__Requirement__
Exactly repeat the line that contains "like [(16, 191)].", then every line after it up to and including the final line.

* * * * *

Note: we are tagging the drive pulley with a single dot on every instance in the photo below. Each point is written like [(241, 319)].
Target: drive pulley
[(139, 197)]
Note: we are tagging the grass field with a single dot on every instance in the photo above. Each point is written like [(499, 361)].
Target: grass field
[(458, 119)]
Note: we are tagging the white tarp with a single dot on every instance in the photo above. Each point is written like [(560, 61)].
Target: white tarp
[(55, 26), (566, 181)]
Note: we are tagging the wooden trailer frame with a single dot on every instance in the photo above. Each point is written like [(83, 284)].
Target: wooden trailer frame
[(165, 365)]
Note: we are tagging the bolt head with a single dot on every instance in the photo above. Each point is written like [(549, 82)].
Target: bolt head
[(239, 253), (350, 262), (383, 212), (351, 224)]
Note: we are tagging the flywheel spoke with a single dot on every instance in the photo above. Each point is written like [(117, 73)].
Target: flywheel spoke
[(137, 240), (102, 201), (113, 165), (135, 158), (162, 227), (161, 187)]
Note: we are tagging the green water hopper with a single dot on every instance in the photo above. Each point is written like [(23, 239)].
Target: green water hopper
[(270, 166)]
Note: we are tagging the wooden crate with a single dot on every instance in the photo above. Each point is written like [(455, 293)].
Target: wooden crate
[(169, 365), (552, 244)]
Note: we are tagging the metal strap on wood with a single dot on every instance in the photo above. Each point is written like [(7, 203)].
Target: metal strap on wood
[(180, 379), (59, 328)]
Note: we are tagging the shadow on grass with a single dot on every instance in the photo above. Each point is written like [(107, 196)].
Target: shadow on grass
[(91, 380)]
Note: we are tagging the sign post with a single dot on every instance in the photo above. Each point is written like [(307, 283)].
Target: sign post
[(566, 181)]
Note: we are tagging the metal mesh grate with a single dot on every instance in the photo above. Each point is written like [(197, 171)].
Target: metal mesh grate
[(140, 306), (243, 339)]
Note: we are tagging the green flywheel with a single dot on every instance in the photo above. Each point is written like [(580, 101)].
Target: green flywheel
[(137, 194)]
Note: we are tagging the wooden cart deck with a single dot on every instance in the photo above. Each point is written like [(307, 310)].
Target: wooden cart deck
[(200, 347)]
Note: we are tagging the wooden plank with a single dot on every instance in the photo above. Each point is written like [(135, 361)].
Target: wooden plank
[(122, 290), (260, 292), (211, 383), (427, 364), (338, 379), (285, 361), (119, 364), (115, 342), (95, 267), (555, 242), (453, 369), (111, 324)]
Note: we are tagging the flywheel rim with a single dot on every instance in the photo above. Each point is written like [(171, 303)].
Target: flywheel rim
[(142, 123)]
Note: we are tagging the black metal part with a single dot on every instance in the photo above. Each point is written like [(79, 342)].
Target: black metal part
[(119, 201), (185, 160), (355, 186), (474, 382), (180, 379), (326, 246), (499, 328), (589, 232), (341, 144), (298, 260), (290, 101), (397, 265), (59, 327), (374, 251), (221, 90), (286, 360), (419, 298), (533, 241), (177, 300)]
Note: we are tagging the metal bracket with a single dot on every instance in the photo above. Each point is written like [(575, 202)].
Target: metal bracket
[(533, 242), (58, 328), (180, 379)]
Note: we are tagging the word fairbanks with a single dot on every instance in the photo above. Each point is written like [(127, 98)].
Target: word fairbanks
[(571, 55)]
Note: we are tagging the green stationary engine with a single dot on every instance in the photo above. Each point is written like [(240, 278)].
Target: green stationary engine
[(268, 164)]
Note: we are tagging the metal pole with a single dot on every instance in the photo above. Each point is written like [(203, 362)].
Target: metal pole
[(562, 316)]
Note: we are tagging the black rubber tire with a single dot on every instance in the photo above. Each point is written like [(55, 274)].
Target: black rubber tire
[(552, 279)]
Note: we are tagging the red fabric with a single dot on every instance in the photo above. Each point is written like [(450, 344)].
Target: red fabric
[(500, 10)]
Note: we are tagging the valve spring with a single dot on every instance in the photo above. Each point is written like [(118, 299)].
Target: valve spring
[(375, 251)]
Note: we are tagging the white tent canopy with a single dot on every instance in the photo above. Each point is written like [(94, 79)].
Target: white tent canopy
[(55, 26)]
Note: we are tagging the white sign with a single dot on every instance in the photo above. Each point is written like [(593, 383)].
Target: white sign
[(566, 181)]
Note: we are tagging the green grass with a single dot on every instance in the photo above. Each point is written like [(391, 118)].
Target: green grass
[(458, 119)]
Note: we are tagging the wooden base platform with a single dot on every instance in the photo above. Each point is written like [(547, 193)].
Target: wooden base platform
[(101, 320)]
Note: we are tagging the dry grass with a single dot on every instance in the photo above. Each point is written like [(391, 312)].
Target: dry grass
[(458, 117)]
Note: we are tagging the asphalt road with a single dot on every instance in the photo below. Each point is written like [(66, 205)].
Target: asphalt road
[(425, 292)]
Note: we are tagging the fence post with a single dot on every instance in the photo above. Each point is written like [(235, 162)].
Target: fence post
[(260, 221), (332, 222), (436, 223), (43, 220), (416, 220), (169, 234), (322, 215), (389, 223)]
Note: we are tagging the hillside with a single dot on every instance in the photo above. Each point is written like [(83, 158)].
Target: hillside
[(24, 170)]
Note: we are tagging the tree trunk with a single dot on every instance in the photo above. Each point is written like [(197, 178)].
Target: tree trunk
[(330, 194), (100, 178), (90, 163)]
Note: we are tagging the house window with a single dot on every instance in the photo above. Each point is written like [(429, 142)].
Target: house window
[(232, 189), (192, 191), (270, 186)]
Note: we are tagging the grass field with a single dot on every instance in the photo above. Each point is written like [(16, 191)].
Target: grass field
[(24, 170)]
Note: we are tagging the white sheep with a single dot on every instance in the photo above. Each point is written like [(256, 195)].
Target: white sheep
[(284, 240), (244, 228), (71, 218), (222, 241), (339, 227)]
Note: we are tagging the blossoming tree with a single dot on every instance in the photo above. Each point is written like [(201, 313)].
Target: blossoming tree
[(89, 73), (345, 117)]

* * * * *

__Response to the task__
Note: we are tagging the grass field with a single dot on every instance in the photo above. Each point is written like [(16, 191)].
Target: grass field
[(24, 170)]
Note: we are tagging the white sheep with a single dot on every instance in the photo above. Each point is written like [(256, 195)].
Target: white sheep
[(284, 240), (244, 228), (71, 218), (222, 241), (339, 227)]
Note: we are tagging the blossoming tree with a single dot on every instance in the photo above. Each point is written like [(201, 313)].
Target: blossoming tree
[(89, 73), (345, 117)]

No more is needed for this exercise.